# Task description:
Write the next part of the passage on pose estimation from point clouds and RGBD input, starting right after its final sentence.

# Document extract:
** Start **

2.2. Pose from Point Cloud

With the development of terrestrial laser scanners (TLS) and low-cost 3D scan instruments like Kinect, point clouds can be obtained easily. There are many classical pointcloud-based algorithms for pose estimation, such as calculating FPFH [26], SHOT [27] and other local descriptors. Pointnet [13,28] and its variants make a break work, which directly applies deep learning to point clouds and enable them to complete advanced applications like object classification, semantic segmentation, object recognition. A variety of 6d pose estimation approaches are also proposed based on PointNet, Votenet [29] uses Hough voting to generate points close to the center of the object, then group and aggregate the points to obtain candidate boxes. PointnetLK [30] expands the PointNet and Lucas–Kanade (LK) algorithms into a single trainable recurrent deep neural network and achieves outstanding pose estimation performance. Weng et al. [31] proposes category-level 9Dof pose estimation, which consists of 3D rotation, 3D translation and 3D size. Huang et al. [32] predicts the pose by learning the stable geometry feature. PCRNet [33] uses PointNet as the backbone to extract the global feature for pose estimation, it is more robust to noise. Gao et al. [34] proposes a lightweight data synthesis pipeline to produce the data. However, the pointcloud is textureless and sparse. Meanwhile, due to the specular reflection, the depth camera cannot obtain the depth information of the smooth or transparent surface, which will limit the performance.

2.3. Pose from RGBD Data

Based on the above-discussed shortcomings of RGB-based and pointcloud-based approaches, some researchers combine the two types of information together. Traditional methods for pose estimation mainly use hand-crafted features. For example, Linemod [8] locates and estimates object poses by extracting gradient features of images and normal features of depth images. Some other methods use deep learning to extract the RGBD feature, Shao et al. [35] proposes two fusion strategies, the first is concatenates RGB and depth image into a raw input to the CNN network, and another strategy just like [3,36,37], they utilize CNN network to extract the RGB image and depth image features, and then concatenate the features as the input for object segmentation and pose estimation. However, these methods neglects the inner structure of the depth channel and extract depth image features as a supplement channel to the RGB feature channels. Densefusion [12] separately extracts RGB and depth feature information through CNN and PointNet, and designs a dense pixel-level fusion method, which integrates the features of RGB data and point cloud features more properly. In order to enhance the connection between the two channels, refs. [14,38] built the full flow bidirectional fusion and correlation fusion communication module. PVN3D [15] proposes a new method to generate 3D keypoints. It generates 3D key points through full-pixel voting and calculates 6D pose by using the least square method, 6-PACK [39] proposes an anchor-based attention network to generate an order of keypoints. 3D keypoints strategy improves the pose estimation performance significantly, however, it only uses the distance factor and the RGB texture information is not effectively used.

** End **

# Outline records for named regions:
** Start **

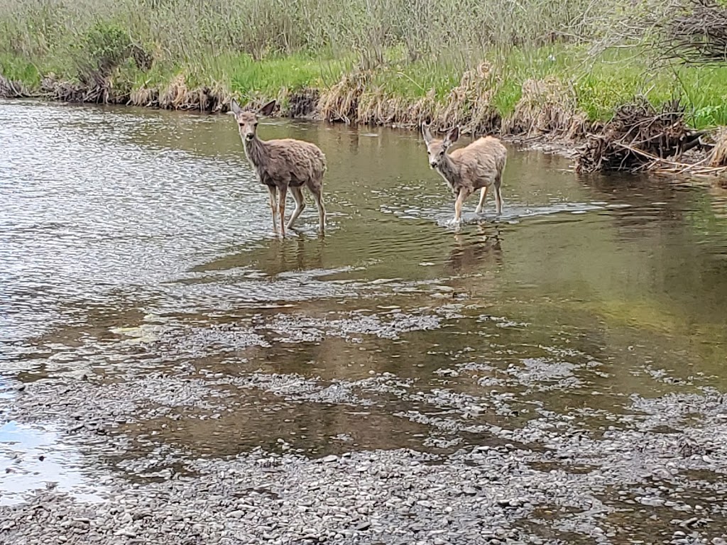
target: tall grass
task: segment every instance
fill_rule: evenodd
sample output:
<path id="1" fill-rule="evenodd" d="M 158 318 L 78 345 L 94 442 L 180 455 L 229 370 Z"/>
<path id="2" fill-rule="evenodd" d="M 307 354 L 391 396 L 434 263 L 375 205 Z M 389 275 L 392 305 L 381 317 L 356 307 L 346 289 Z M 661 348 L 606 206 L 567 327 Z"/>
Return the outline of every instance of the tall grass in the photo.
<path id="1" fill-rule="evenodd" d="M 38 86 L 105 67 L 116 89 L 221 86 L 242 99 L 331 88 L 353 70 L 380 100 L 444 104 L 462 75 L 492 67 L 506 117 L 531 79 L 555 78 L 591 120 L 643 94 L 679 95 L 698 126 L 727 124 L 727 69 L 661 68 L 633 51 L 657 0 L 0 0 L 0 73 Z M 624 30 L 625 29 L 625 30 Z M 153 60 L 142 66 L 134 48 Z M 638 51 L 637 49 L 637 51 Z M 563 95 L 565 96 L 565 95 Z M 466 100 L 465 100 L 466 102 Z M 460 113 L 467 109 L 463 104 Z"/>

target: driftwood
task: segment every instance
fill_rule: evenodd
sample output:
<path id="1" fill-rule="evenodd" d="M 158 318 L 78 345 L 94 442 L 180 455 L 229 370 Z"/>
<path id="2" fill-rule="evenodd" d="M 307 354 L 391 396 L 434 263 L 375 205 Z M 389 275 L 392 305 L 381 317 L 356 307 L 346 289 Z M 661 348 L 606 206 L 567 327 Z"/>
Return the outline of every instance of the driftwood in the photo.
<path id="1" fill-rule="evenodd" d="M 652 45 L 662 60 L 727 62 L 727 9 L 713 0 L 675 0 L 668 17 L 654 22 Z"/>
<path id="2" fill-rule="evenodd" d="M 672 101 L 657 112 L 646 100 L 622 106 L 598 134 L 587 137 L 579 151 L 577 171 L 638 172 L 667 165 L 685 167 L 680 161 L 686 152 L 708 148 L 704 132 L 684 122 L 684 110 Z"/>

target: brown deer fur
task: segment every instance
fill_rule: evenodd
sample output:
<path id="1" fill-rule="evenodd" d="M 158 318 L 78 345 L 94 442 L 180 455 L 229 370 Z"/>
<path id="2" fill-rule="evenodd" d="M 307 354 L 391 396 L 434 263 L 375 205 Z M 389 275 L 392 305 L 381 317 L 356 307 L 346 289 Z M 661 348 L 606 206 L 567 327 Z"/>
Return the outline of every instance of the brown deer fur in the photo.
<path id="1" fill-rule="evenodd" d="M 453 222 L 459 223 L 462 203 L 478 189 L 481 190 L 480 202 L 475 211 L 481 212 L 491 185 L 494 187 L 496 213 L 499 215 L 502 211 L 500 185 L 507 159 L 507 150 L 502 142 L 493 137 L 485 137 L 465 148 L 447 153 L 450 146 L 459 138 L 459 127 L 454 127 L 443 140 L 440 140 L 432 137 L 429 125 L 424 123 L 422 124 L 422 134 L 427 144 L 429 166 L 444 178 L 457 199 Z"/>
<path id="2" fill-rule="evenodd" d="M 305 208 L 302 190 L 305 186 L 316 199 L 319 227 L 323 233 L 326 224 L 322 195 L 326 156 L 318 146 L 309 142 L 292 138 L 261 140 L 257 131 L 258 116 L 269 116 L 275 105 L 276 101 L 272 100 L 256 113 L 244 111 L 236 101 L 232 101 L 232 112 L 239 126 L 245 156 L 254 169 L 258 179 L 270 191 L 273 229 L 277 230 L 276 216 L 279 212 L 281 232 L 285 235 L 285 198 L 289 188 L 295 201 L 295 210 L 288 222 L 288 229 L 292 227 Z"/>

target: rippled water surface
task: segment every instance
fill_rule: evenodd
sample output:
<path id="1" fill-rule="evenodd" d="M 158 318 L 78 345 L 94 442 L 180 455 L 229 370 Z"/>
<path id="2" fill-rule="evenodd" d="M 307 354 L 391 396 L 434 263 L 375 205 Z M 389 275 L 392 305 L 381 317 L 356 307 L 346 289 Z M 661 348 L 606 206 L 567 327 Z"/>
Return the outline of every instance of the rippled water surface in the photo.
<path id="1" fill-rule="evenodd" d="M 192 368 L 245 393 L 221 414 L 120 422 L 140 451 L 233 456 L 284 437 L 321 455 L 496 440 L 488 429 L 549 411 L 598 435 L 635 396 L 727 388 L 725 191 L 579 177 L 510 148 L 502 217 L 491 200 L 475 217 L 473 197 L 456 231 L 416 133 L 269 119 L 262 137 L 314 142 L 329 162 L 326 236 L 308 196 L 281 240 L 236 129 L 0 103 L 0 403 L 41 379 Z M 52 435 L 4 423 L 0 469 Z M 0 490 L 72 486 L 74 460 L 65 474 L 33 462 Z"/>

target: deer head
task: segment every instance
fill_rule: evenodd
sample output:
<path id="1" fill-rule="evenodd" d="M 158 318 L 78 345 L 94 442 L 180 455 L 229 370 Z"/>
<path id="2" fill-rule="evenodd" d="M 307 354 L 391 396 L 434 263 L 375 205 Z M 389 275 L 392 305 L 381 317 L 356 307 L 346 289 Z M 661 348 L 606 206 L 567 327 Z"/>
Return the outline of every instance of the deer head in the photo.
<path id="1" fill-rule="evenodd" d="M 432 136 L 429 130 L 429 124 L 422 124 L 422 134 L 424 142 L 427 145 L 427 153 L 429 154 L 429 166 L 438 169 L 444 161 L 444 154 L 447 150 L 459 138 L 459 127 L 455 126 L 447 133 L 443 140 L 439 140 Z"/>
<path id="2" fill-rule="evenodd" d="M 232 113 L 235 116 L 239 127 L 240 136 L 243 142 L 249 142 L 255 137 L 255 130 L 257 129 L 257 118 L 261 116 L 270 116 L 275 109 L 276 101 L 270 100 L 257 112 L 244 110 L 240 105 L 233 99 L 232 101 Z"/>

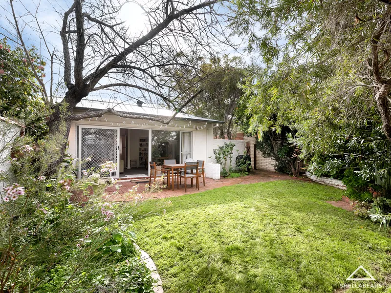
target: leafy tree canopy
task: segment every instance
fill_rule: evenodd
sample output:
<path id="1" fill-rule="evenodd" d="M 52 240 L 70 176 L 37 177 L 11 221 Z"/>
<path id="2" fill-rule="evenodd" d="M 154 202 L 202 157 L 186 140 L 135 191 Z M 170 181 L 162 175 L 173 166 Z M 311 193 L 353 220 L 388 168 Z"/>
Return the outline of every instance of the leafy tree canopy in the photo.
<path id="1" fill-rule="evenodd" d="M 35 70 L 44 77 L 44 62 L 35 48 L 29 54 Z M 3 39 L 0 42 L 0 115 L 16 118 L 26 126 L 27 132 L 39 136 L 47 128 L 43 118 L 45 108 L 23 50 L 11 50 Z"/>
<path id="2" fill-rule="evenodd" d="M 298 130 L 303 156 L 333 152 L 369 120 L 389 139 L 391 6 L 379 1 L 240 0 L 232 25 L 259 50 L 243 88 L 250 130 Z M 259 33 L 258 33 L 259 32 Z M 271 119 L 276 114 L 275 119 Z"/>
<path id="3" fill-rule="evenodd" d="M 245 82 L 245 66 L 241 57 L 224 55 L 202 64 L 202 73 L 196 78 L 200 81 L 198 84 L 191 77 L 194 73 L 189 72 L 187 68 L 180 72 L 177 71 L 175 75 L 178 77 L 173 80 L 173 84 L 177 90 L 184 92 L 194 85 L 192 92 L 200 92 L 189 104 L 189 112 L 196 116 L 225 122 L 217 127 L 217 135 L 220 138 L 226 136 L 228 139 L 232 139 L 234 112 L 244 93 L 239 84 Z M 184 78 L 186 76 L 188 77 Z M 188 98 L 184 95 L 182 99 L 186 100 Z"/>

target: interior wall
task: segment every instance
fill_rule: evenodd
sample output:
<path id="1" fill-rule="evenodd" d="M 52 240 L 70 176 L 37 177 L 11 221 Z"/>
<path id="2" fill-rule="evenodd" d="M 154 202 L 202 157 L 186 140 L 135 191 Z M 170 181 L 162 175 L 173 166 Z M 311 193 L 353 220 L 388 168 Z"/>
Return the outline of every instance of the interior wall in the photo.
<path id="1" fill-rule="evenodd" d="M 145 129 L 127 129 L 128 131 L 128 164 L 130 167 L 130 160 L 135 160 L 137 167 L 139 167 L 139 151 L 140 149 L 140 138 L 148 138 L 148 130 Z M 128 167 L 129 168 L 129 167 Z"/>

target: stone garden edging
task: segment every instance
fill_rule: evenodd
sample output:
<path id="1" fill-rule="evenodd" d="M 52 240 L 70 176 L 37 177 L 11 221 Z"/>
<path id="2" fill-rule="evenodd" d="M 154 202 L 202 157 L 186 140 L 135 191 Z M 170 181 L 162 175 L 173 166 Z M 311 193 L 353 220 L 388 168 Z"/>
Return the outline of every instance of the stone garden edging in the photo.
<path id="1" fill-rule="evenodd" d="M 153 260 L 148 253 L 140 248 L 140 247 L 135 243 L 134 243 L 134 247 L 141 254 L 141 260 L 144 263 L 145 266 L 152 272 L 152 278 L 155 280 L 155 282 L 152 284 L 153 292 L 154 293 L 163 293 L 162 280 L 160 278 L 160 275 L 157 272 L 157 268 L 156 267 Z"/>
<path id="2" fill-rule="evenodd" d="M 305 172 L 305 175 L 308 178 L 315 182 L 346 190 L 346 186 L 341 180 L 323 176 L 318 177 L 315 175 L 311 175 L 308 171 Z"/>

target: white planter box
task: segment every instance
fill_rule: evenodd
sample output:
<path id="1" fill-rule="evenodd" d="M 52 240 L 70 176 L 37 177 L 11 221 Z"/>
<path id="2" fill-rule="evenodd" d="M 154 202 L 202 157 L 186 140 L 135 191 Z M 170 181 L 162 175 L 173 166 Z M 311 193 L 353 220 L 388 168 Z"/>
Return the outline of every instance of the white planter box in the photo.
<path id="1" fill-rule="evenodd" d="M 204 167 L 205 167 L 205 177 L 215 180 L 218 180 L 220 179 L 220 172 L 221 168 L 220 164 L 214 163 L 205 163 Z"/>

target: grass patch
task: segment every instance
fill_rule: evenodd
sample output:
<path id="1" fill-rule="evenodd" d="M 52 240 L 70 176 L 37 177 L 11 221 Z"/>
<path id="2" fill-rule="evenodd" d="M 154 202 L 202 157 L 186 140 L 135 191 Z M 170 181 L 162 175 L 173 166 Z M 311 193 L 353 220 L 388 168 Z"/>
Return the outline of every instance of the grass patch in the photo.
<path id="1" fill-rule="evenodd" d="M 239 172 L 233 172 L 230 173 L 230 174 L 225 177 L 226 178 L 235 178 L 238 177 L 243 177 L 247 176 L 248 174 L 245 174 L 244 173 L 239 173 Z"/>
<path id="2" fill-rule="evenodd" d="M 325 202 L 342 194 L 287 180 L 147 201 L 137 241 L 167 293 L 333 292 L 360 265 L 389 283 L 390 234 Z"/>

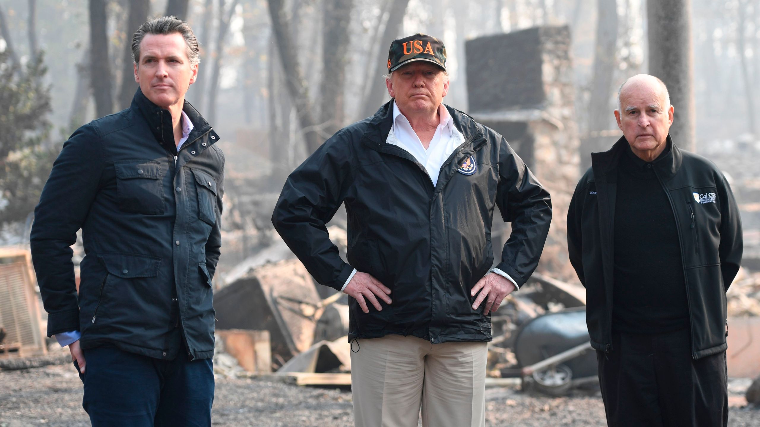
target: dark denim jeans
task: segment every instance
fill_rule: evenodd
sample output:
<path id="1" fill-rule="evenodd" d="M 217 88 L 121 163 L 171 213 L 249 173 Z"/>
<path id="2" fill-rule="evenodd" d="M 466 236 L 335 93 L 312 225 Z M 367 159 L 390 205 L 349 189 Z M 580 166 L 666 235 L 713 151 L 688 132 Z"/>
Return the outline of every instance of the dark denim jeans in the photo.
<path id="1" fill-rule="evenodd" d="M 114 347 L 84 350 L 82 406 L 93 427 L 211 425 L 211 359 L 159 360 Z M 74 362 L 77 370 L 79 366 Z"/>

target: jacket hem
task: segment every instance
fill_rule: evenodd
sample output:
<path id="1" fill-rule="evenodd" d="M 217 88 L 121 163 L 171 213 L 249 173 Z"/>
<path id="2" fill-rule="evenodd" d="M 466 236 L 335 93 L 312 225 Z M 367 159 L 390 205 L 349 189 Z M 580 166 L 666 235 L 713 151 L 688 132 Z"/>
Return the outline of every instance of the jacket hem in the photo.
<path id="1" fill-rule="evenodd" d="M 714 347 L 710 347 L 708 349 L 705 349 L 703 350 L 699 350 L 699 351 L 695 352 L 695 353 L 694 353 L 694 359 L 701 359 L 703 357 L 707 357 L 708 356 L 712 356 L 714 354 L 717 354 L 719 353 L 726 351 L 726 349 L 727 349 L 727 348 L 728 348 L 728 343 L 724 343 L 720 344 L 720 346 L 716 346 Z"/>

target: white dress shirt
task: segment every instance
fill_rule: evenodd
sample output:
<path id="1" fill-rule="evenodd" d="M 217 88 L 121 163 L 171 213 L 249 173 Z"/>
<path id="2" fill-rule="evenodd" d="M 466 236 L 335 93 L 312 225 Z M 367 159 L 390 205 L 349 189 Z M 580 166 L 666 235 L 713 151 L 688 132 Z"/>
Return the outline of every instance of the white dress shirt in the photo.
<path id="1" fill-rule="evenodd" d="M 433 134 L 430 144 L 426 149 L 422 141 L 420 141 L 420 137 L 412 128 L 409 119 L 401 114 L 401 110 L 398 109 L 396 101 L 394 101 L 393 126 L 391 127 L 388 138 L 385 140 L 386 143 L 398 146 L 407 151 L 420 162 L 420 164 L 425 166 L 425 170 L 427 171 L 433 187 L 438 184 L 438 176 L 444 162 L 448 159 L 451 153 L 454 153 L 460 145 L 464 143 L 464 135 L 454 125 L 454 120 L 451 119 L 451 115 L 448 114 L 448 110 L 446 109 L 443 103 L 439 106 L 438 114 L 441 121 L 435 128 L 435 133 Z M 515 280 L 498 268 L 493 268 L 489 273 L 496 273 L 502 276 L 511 282 L 515 287 L 518 287 Z M 346 289 L 348 283 L 351 281 L 356 274 L 356 269 L 354 268 L 348 279 L 346 280 L 346 283 L 343 284 L 343 287 L 340 288 L 340 292 Z"/>

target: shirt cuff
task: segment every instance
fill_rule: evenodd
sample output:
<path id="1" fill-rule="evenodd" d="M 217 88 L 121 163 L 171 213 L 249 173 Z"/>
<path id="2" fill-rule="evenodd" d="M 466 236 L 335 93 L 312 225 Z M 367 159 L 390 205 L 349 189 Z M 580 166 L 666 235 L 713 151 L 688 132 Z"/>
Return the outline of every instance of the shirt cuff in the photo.
<path id="1" fill-rule="evenodd" d="M 61 332 L 60 334 L 53 335 L 53 337 L 55 337 L 55 340 L 58 341 L 58 343 L 62 347 L 65 347 L 68 344 L 78 341 L 82 337 L 82 334 L 78 331 L 71 331 L 70 332 Z"/>
<path id="2" fill-rule="evenodd" d="M 340 288 L 340 292 L 343 292 L 343 289 L 346 289 L 346 286 L 348 286 L 348 283 L 351 281 L 351 279 L 353 278 L 353 275 L 356 274 L 356 269 L 354 268 L 353 271 L 352 271 L 351 274 L 348 275 L 348 279 L 346 279 L 346 283 L 343 284 L 343 287 Z"/>
<path id="3" fill-rule="evenodd" d="M 511 277 L 509 276 L 509 274 L 507 274 L 506 273 L 505 273 L 504 271 L 502 271 L 499 268 L 492 268 L 489 271 L 489 273 L 496 273 L 496 274 L 499 274 L 499 276 L 501 276 L 501 277 L 505 278 L 506 280 L 509 280 L 510 282 L 511 282 L 515 285 L 515 289 L 520 289 L 520 286 L 518 286 L 518 283 L 515 281 L 515 279 L 512 279 Z"/>

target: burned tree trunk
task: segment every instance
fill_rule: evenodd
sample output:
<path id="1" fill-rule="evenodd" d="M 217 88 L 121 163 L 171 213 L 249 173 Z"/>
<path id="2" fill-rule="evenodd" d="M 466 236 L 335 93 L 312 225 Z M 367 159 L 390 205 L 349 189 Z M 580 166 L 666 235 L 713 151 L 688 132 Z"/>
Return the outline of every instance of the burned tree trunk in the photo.
<path id="1" fill-rule="evenodd" d="M 378 41 L 380 46 L 378 49 L 378 55 L 372 66 L 375 68 L 375 74 L 372 79 L 367 82 L 369 85 L 369 94 L 364 100 L 364 106 L 362 109 L 362 117 L 367 117 L 375 114 L 378 107 L 382 103 L 388 90 L 382 82 L 383 74 L 388 72 L 388 50 L 391 47 L 391 42 L 398 36 L 404 24 L 404 16 L 407 14 L 407 5 L 409 0 L 393 0 L 391 6 L 390 14 L 388 17 L 388 22 L 385 24 L 385 30 L 383 30 L 382 36 Z"/>
<path id="2" fill-rule="evenodd" d="M 597 2 L 597 46 L 594 53 L 594 77 L 589 100 L 588 128 L 591 133 L 606 131 L 613 116 L 610 108 L 613 74 L 617 65 L 618 14 L 616 0 Z M 592 135 L 593 137 L 593 135 Z"/>
<path id="3" fill-rule="evenodd" d="M 219 32 L 217 34 L 217 46 L 214 55 L 211 86 L 209 87 L 208 92 L 208 118 L 211 123 L 215 123 L 217 119 L 217 92 L 219 90 L 219 75 L 222 68 L 222 56 L 224 55 L 224 40 L 230 30 L 230 21 L 235 13 L 238 0 L 233 0 L 226 14 L 224 13 L 224 0 L 219 0 L 219 23 L 217 24 Z"/>
<path id="4" fill-rule="evenodd" d="M 206 0 L 203 8 L 202 17 L 201 20 L 201 31 L 198 32 L 198 34 L 200 34 L 198 44 L 201 48 L 201 65 L 198 67 L 198 77 L 195 79 L 195 83 L 190 87 L 192 89 L 188 90 L 188 94 L 191 95 L 190 97 L 192 99 L 192 103 L 195 104 L 195 107 L 201 109 L 204 106 L 203 102 L 205 100 L 207 77 L 206 73 L 203 72 L 201 68 L 204 66 L 206 59 L 208 59 L 208 47 L 211 46 L 209 42 L 211 40 L 211 31 L 209 29 L 208 24 L 214 19 L 214 0 Z"/>
<path id="5" fill-rule="evenodd" d="M 108 59 L 108 34 L 106 24 L 106 0 L 90 0 L 90 57 L 92 59 L 90 81 L 95 98 L 95 115 L 113 112 L 113 83 Z"/>
<path id="6" fill-rule="evenodd" d="M 82 52 L 82 59 L 77 64 L 77 85 L 74 90 L 74 99 L 71 101 L 71 110 L 68 115 L 68 125 L 76 128 L 84 124 L 87 106 L 92 96 L 92 87 L 90 84 L 90 48 L 85 48 Z"/>
<path id="7" fill-rule="evenodd" d="M 742 71 L 742 80 L 744 81 L 744 100 L 747 106 L 747 131 L 752 135 L 756 135 L 755 126 L 755 102 L 754 87 L 752 84 L 752 78 L 749 77 L 749 65 L 747 64 L 747 36 L 746 36 L 746 21 L 747 21 L 747 2 L 746 0 L 739 2 L 739 25 L 736 27 L 736 40 L 739 48 L 739 65 Z M 753 34 L 753 38 L 755 36 Z M 753 49 L 753 52 L 755 51 Z"/>
<path id="8" fill-rule="evenodd" d="M 29 36 L 29 52 L 33 62 L 40 57 L 37 43 L 37 2 L 29 0 L 29 18 L 27 20 L 27 34 Z"/>
<path id="9" fill-rule="evenodd" d="M 147 20 L 150 13 L 150 0 L 131 0 L 129 2 L 129 15 L 127 17 L 127 36 L 124 40 L 124 53 L 122 55 L 122 84 L 119 91 L 119 109 L 128 108 L 132 103 L 132 96 L 137 90 L 135 72 L 132 67 L 132 36 L 138 28 Z M 137 58 L 135 59 L 138 60 Z"/>
<path id="10" fill-rule="evenodd" d="M 187 21 L 188 0 L 169 0 L 166 2 L 166 12 L 164 16 L 173 16 Z"/>
<path id="11" fill-rule="evenodd" d="M 5 40 L 5 52 L 11 57 L 11 62 L 17 69 L 21 69 L 21 62 L 18 60 L 18 55 L 13 47 L 13 40 L 11 38 L 11 30 L 8 27 L 8 21 L 5 21 L 5 12 L 0 5 L 0 36 Z"/>
<path id="12" fill-rule="evenodd" d="M 322 39 L 322 81 L 320 119 L 324 132 L 331 135 L 344 123 L 344 92 L 346 86 L 348 27 L 353 0 L 325 2 Z"/>
<path id="13" fill-rule="evenodd" d="M 689 0 L 647 2 L 649 74 L 667 86 L 675 119 L 670 135 L 679 147 L 695 149 L 694 52 Z"/>
<path id="14" fill-rule="evenodd" d="M 406 0 L 408 1 L 408 0 Z M 316 131 L 314 114 L 309 97 L 309 88 L 298 63 L 298 52 L 293 44 L 290 24 L 285 16 L 283 0 L 268 0 L 272 32 L 277 42 L 277 52 L 285 74 L 290 99 L 296 106 L 299 124 L 306 141 L 308 153 L 313 153 L 321 144 Z"/>
<path id="15" fill-rule="evenodd" d="M 610 138 L 603 134 L 611 125 L 613 109 L 610 100 L 615 72 L 618 14 L 616 0 L 597 2 L 597 42 L 594 52 L 591 93 L 585 138 L 581 140 L 581 170 L 591 165 L 591 153 L 610 148 Z"/>

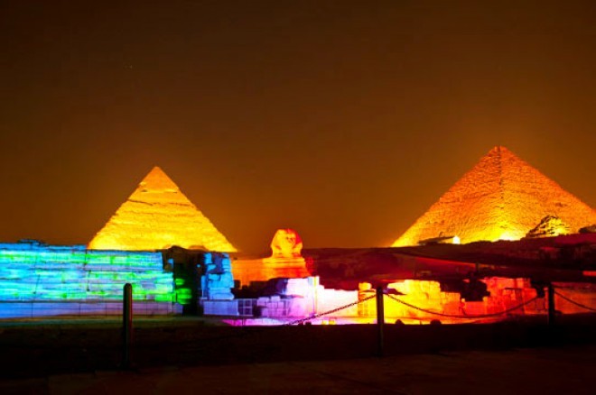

** End **

# Exercise output:
3. Methodology

Given an RGBD image, 6D pose estimation can be described as finding the best affine transformation between the object’s coordinates and the camera’s coordinate, which consists of two parts: rotation matrix and translation vector. The entire process should be fast and accurate, and robust to noise and occlusion.

In order to tackle this problem, this paper proposes a 3D Key Point Voting (3DKV) strategy for 6d pose estimation. As shown in Figure 2, 3DKV is a two-stage structure, first detects the 3D ORB-FPS keypoints, then predicts the 6D pose. In detail, given an RGB-D image as input, we use an ImageNet pre-trained in-channel attention block CNN network to extract the RGB image’s texture and other appearance features and use the PointNet++ [28] to extract the point cloud’s geometric features. We add the split-attention blocks into every channel of the image feature extraction module to enhance the channel information fusion. Then 3DKV utilizes DenFusion to fuse the RGB and point cloud feature of every pixel and sends them to the keypoints detection module. In order to make better use of the texture feature, we first detect the 2D ORB keypoints of the RGB image, then finds the 3D fps keypoints from the 3D corresponding points of the 2D orb keypoints. The keypoints detection module includes two parallel tasks: instance semantic segmentation and keypoints prediction. In addition, we select 12,888 points from each RGB-D image as the seed points and use shared Multi-Layer-Perceptron(MLP) to share the training parameters between the 3D keypoint prediction and instance semantic segmentation.

Figure 2. Overview of our algorithm. Given RGB image and point cloud, the point-wised features are extracted by the attention CNN network and PointNet++ respectively. The 3D keypoint prediction, center point prediction and instance semantic segmentation modules are trained jointly to obtain the keypoints. Finally, the 6DoF pose is estimated through the least-square algorithm.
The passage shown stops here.